• **Given data**:

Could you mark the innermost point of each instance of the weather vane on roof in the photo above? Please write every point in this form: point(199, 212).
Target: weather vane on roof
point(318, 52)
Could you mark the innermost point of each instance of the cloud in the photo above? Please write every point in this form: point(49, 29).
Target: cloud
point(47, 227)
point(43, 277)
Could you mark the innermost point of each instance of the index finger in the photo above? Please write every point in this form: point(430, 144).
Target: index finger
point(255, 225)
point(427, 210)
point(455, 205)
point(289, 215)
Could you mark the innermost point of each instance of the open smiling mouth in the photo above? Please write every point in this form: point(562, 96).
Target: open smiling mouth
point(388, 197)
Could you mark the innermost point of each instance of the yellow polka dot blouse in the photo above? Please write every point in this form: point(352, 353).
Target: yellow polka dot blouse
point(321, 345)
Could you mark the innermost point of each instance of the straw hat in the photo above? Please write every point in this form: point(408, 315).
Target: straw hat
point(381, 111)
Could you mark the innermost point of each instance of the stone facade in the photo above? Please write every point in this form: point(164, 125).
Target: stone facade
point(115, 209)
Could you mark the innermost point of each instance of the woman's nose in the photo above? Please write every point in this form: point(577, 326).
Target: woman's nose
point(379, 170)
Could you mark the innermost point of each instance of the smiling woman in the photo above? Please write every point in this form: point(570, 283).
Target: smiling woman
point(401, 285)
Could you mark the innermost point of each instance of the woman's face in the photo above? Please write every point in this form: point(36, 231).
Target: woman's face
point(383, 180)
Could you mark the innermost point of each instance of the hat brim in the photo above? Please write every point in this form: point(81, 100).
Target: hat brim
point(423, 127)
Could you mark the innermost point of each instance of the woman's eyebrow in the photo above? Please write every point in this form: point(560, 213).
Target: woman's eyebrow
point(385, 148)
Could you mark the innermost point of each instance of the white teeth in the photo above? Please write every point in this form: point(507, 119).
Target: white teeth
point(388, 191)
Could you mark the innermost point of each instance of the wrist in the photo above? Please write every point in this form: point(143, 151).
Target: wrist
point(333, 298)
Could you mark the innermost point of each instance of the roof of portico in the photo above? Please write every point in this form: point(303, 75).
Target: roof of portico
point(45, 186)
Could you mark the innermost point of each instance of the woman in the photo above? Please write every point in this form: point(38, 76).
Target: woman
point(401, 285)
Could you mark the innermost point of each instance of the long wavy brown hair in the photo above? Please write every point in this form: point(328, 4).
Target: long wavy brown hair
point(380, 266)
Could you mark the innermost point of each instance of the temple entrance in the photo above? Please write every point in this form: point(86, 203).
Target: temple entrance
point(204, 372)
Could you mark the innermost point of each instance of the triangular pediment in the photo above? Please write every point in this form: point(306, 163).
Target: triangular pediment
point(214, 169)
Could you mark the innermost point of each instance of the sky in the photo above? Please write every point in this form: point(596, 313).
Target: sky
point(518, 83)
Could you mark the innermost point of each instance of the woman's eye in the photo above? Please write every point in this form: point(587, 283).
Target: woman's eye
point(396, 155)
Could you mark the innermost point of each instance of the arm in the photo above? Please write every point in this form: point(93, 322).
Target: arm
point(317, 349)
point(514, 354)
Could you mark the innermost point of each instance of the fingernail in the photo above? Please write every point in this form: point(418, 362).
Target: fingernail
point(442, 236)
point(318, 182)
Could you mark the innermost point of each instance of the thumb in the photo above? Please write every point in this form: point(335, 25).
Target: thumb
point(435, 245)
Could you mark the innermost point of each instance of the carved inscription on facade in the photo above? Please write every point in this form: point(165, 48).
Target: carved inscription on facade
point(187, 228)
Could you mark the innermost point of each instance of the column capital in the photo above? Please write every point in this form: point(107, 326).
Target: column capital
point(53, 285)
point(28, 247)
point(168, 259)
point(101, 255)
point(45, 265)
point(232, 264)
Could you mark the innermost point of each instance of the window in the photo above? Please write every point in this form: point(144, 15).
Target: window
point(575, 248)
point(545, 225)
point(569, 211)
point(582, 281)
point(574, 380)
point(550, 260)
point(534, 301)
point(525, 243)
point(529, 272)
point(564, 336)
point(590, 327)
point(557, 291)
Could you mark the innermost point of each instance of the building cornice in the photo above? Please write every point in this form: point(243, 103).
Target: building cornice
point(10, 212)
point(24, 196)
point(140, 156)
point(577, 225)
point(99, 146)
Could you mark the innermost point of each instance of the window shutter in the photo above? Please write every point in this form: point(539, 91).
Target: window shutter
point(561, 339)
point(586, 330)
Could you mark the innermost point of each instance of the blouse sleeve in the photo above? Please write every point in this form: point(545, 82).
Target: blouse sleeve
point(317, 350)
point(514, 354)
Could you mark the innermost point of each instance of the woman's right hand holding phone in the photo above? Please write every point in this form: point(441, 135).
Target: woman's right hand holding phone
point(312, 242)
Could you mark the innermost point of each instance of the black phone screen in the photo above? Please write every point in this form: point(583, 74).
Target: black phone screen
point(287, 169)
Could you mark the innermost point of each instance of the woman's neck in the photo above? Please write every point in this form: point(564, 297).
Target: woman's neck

• **What you have to do**:
Every record, start to finish: reproduce it word for word.

• **Task answer**:
Could you mark the innermost point of each instance of the weather vane on roof in the photo above? Please write every point in this form: point(199, 212).
Target: weather vane on roof
point(318, 52)
Could you mark the innermost point of each instance of the cloud in the photo above? Please write every point in this form: point(49, 29).
Target: cloud
point(47, 227)
point(43, 277)
Could you mark the innermost point of each instance of the index finger in the photo above? Please write every point in this form: point(430, 144).
Target: index finger
point(255, 225)
point(427, 210)
point(455, 205)
point(289, 215)
Could you mark the innermost point of each instance of the open smiling mouth in the photo above? Please write every point in this form: point(562, 96).
Target: open smiling mouth
point(388, 197)
Could you mark the innermost point of each instance of the yellow polka dot blouse in the photo above? Please write every point in this form: point(352, 353).
Target: yellow polka dot blouse
point(321, 345)
Could you mark the innermost point of each instance of the straw hat in the photo above? Please write every point in this form: point(408, 315).
Target: straw hat
point(381, 111)
Could you mark the innermost point of each instance of the stone facade in the photo above? Please write every point in this form: point(164, 125).
Target: stone facade
point(115, 209)
Could you mark the innermost point of each instance of the woman's nose in the photo above? Please write every point in this form: point(577, 326).
Target: woman's nose
point(379, 170)
Could you mark the innermost point of each instance of the smiling woman in the photo above? Please write every point in this form: point(570, 283).
Target: smiling woman
point(401, 285)
Could you mark the innermost point of each instance of the woman's face in the photo above? Please write every point in this form: point(36, 231).
Target: woman's face
point(383, 180)
Could you mark the innermost point of each instance of the hat brim in the photo above? Please write every point in this form: point(81, 100).
Target: hat brim
point(423, 127)
Could you mark the innermost point of each instance of the woman's eyebrow in the photo above? Please write every point in this form: point(560, 213).
Target: woman's eyebrow
point(385, 148)
Could you mark the innermost point of each instance of the white teeth in the photo above? Please write every point in this form: point(507, 119).
Target: white teeth
point(388, 191)
Could you mark the innermost point of each instance of the wrist in the photo above? Please write every point in this form: point(143, 151).
Target: wrist
point(333, 298)
Could you mark the innermost point of each instance of the roof of portico in the photo above? Please write every point in this form: point(303, 75).
Target: roof of portico
point(45, 186)
Could you mark the innermost point of each instance of the woman in the photo above? Please write every point in this form: point(38, 76).
Target: woman
point(401, 285)
Could you mark the innermost point of each instance of the long wavy brown hair in the photo above? Please write every point in this form: point(328, 4).
Target: long wavy brown hair
point(380, 266)
Could you mark the innermost point of each instance of the temple entrance in the photo above? Please write every point in this form: point(86, 203).
Target: temple entrance
point(204, 372)
Could you mark the innermost point of each instance of the triangular pediment in the photo above? Please write every point in this form: point(306, 163).
Target: triangular pediment
point(214, 169)
Could you mark the innermost point of each instance of the sky in the photo above? Please write every point in this form: point(596, 313).
Target: sky
point(518, 83)
Could you mark the innermost point of each instance of the woman's eye in the photo above? Please write every point in this form: point(587, 283).
Target: woman's eye
point(396, 155)
Could you mark the innermost point of each instance of the arm in the photo above? Please write every point in this form: point(93, 322).
Target: arm
point(317, 349)
point(514, 354)
Could you mark the innermost point of each instance of the fingernail in the photo above? Please write every point in this form: point(418, 362).
Target: fingernail
point(442, 236)
point(318, 182)
Could you mark the innermost point of each instance of the thumb in the photo above? Please write every point in this form: point(335, 25).
Target: thumb
point(435, 245)
Could you mark the innermost point of each instance of the carved inscription on facade in the photo above? Please write every point in this form: point(165, 48).
Target: carved inscription on facade
point(187, 228)
Could you mark the innermost point of each instance of the column capital in the photo above? Please write every point in this form: point(107, 326).
Target: column capital
point(53, 285)
point(28, 247)
point(168, 259)
point(101, 255)
point(45, 265)
point(232, 264)
Could you mark the innermost point of each instance of the window in the photo above? Please write every point in this form: point(144, 15).
Target: window
point(575, 248)
point(545, 225)
point(569, 211)
point(582, 281)
point(574, 380)
point(550, 260)
point(534, 301)
point(525, 243)
point(529, 272)
point(564, 336)
point(590, 327)
point(557, 291)
Could you mark the innermost point of each instance of the building cornice in the photo above? Please write every point in this form: point(243, 103).
Target: building cornice
point(10, 212)
point(24, 196)
point(140, 156)
point(577, 225)
point(99, 146)
Could you mark the innermost point of each instance of the window shutter in the photo above? Please write every point in this form: point(539, 91).
Target: window shutter
point(561, 339)
point(586, 330)
Could you mark the innermost point of each instance of the blouse sleeve in the photo above? Please write every point in this form: point(545, 82).
Target: blouse sleeve
point(317, 350)
point(514, 354)
Could you mark the innermost point of each instance of the woman's right hand holding phone in the photo above? Please write every point in this form: point(441, 135).
Target: woman's right hand holding phone
point(312, 242)
Could you mark the innermost point of each instance of the black phone screen in the photo above? Please write every point in this form: point(583, 74).
Target: black phone screen
point(287, 169)
Could you mark the innermost point of each instance of the woman's neck in the photo above? Please write every point in this form: point(564, 297).
Target: woman's neck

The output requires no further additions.